• PROBLEM REQUIREMENTS:
Please write out all the data that follows exactly, without the pictures.
*** SUPPLIED DATA ***
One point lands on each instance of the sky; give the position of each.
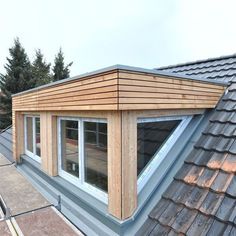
(100, 33)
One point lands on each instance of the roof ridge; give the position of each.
(197, 62)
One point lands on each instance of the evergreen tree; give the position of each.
(17, 78)
(60, 71)
(40, 70)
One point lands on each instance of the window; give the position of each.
(83, 154)
(32, 137)
(155, 137)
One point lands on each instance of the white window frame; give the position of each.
(166, 147)
(33, 154)
(79, 181)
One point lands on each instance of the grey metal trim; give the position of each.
(123, 68)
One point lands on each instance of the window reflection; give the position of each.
(29, 133)
(37, 127)
(95, 151)
(69, 147)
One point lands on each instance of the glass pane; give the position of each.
(29, 133)
(37, 127)
(69, 147)
(95, 155)
(151, 137)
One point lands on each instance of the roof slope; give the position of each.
(201, 200)
(217, 69)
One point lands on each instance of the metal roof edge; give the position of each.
(196, 62)
(126, 68)
(169, 74)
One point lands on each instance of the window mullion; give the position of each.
(34, 135)
(81, 150)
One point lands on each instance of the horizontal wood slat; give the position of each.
(121, 90)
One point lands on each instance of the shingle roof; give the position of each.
(201, 200)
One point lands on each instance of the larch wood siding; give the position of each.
(138, 91)
(121, 90)
(121, 97)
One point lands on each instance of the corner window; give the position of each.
(32, 137)
(83, 154)
(155, 138)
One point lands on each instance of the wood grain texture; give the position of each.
(129, 163)
(17, 135)
(114, 164)
(121, 90)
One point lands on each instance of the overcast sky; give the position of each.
(99, 33)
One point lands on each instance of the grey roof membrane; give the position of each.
(201, 200)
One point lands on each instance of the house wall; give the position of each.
(120, 96)
(122, 149)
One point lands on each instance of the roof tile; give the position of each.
(207, 177)
(169, 215)
(227, 230)
(231, 190)
(216, 160)
(217, 228)
(146, 228)
(200, 225)
(211, 203)
(199, 157)
(221, 182)
(229, 164)
(196, 197)
(160, 230)
(233, 147)
(193, 174)
(184, 220)
(159, 208)
(225, 209)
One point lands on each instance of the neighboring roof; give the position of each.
(23, 210)
(121, 68)
(216, 69)
(201, 200)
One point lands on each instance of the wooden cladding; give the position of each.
(121, 90)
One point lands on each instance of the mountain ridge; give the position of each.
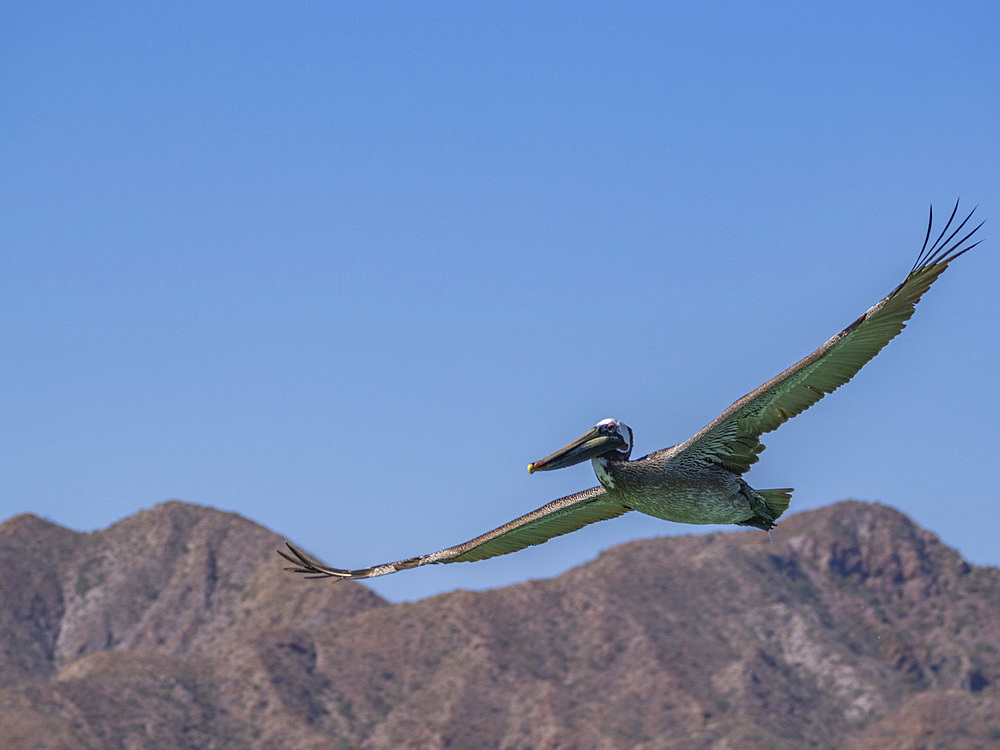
(177, 626)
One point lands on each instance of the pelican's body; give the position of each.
(700, 480)
(669, 490)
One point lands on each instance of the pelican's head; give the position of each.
(609, 437)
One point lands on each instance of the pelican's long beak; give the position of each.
(590, 445)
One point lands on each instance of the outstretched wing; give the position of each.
(732, 441)
(558, 517)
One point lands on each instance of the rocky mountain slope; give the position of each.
(177, 628)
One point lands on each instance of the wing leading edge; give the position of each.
(554, 519)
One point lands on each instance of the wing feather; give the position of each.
(554, 519)
(731, 440)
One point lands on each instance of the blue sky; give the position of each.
(345, 269)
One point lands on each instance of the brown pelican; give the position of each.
(698, 481)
*** End of SUPPLIED DATA ***
• YOUR RESPONSE:
One point lands on each instance of the sky; give the position of each.
(100, 33)
One point lands on each instance of the roof ridge; give the position of each.
(197, 62)
One point lands on each instance of the evergreen tree; give the position of each.
(17, 78)
(60, 71)
(40, 70)
One point lands on each instance of the window; give the position of each.
(83, 154)
(32, 137)
(155, 137)
One point lands on each instance of the white window frame; give the position of each.
(166, 147)
(33, 154)
(79, 181)
One point lands on each instance of the grey metal trim; give the position of each.
(123, 68)
One point lands on each instance of the window reflection; give the position of each.
(29, 133)
(37, 127)
(95, 151)
(69, 147)
One point lands on each instance of the glass pane; give the position of each.
(29, 133)
(37, 127)
(69, 147)
(95, 155)
(151, 137)
One point lands on each instance of the roof slope; give the position of each.
(201, 200)
(217, 69)
One point lands on each instance of the metal roof edge; give the position of each.
(196, 62)
(126, 68)
(169, 74)
One point lands on each instance of the window mullion; give the position of each.
(34, 135)
(81, 150)
One point lands on each instance of the horizontal wood slat; give the position of each.
(121, 90)
One point lands on each instance of the shingle roof; give the position of each.
(201, 200)
One point lands on each instance of the larch wood siding; give the position of each.
(138, 91)
(121, 90)
(121, 97)
One point lands on each instance of the corner window; give the position of each.
(32, 137)
(83, 154)
(155, 138)
One point lands on each instance of the wood grain texture; give the position of each.
(129, 163)
(17, 135)
(114, 164)
(121, 90)
One point lands on each instance of the overcast sky; give the position of each.
(99, 33)
One point lands on each instance of the grey roof membrane; give the position of each.
(201, 200)
One point lands on each instance of the house wall; give the position of each.
(120, 96)
(122, 149)
One point lands on each instance of the roof tile; give the position of each.
(207, 177)
(169, 215)
(227, 230)
(231, 190)
(216, 160)
(217, 228)
(146, 228)
(200, 225)
(211, 203)
(199, 157)
(221, 182)
(229, 164)
(196, 197)
(160, 230)
(233, 147)
(193, 174)
(184, 220)
(159, 208)
(225, 209)
One point lands on each instance of the neighboring roof; give the position of each.
(23, 210)
(121, 68)
(216, 69)
(201, 200)
One point lands on each instance of the wooden cladding; give the position of each.
(121, 90)
One point lands on each instance of the mountain ridge; give the position of each.
(177, 626)
One point lands on each instance of the pelican's body; give the position of each.
(700, 480)
(669, 490)
One point lands on each instance of the pelican's head; give the position of each.
(609, 437)
One point lands on each instance of the pelican's long beak; give the position of each.
(590, 445)
One point lands on each instance of the outstretched wing; give the position of each.
(732, 441)
(558, 517)
One point lands on each instance of the rocky mountain slope; give the position of each.
(177, 628)
One point lands on each instance of the wing leading edge; give the position of each.
(554, 519)
One point lands on each instance of the wing feather; give the position of each.
(554, 519)
(731, 440)
One point lands on each instance of the blue sky; give the position of each.
(345, 269)
One point lands on each instance of the brown pelican; give the position of each.
(698, 481)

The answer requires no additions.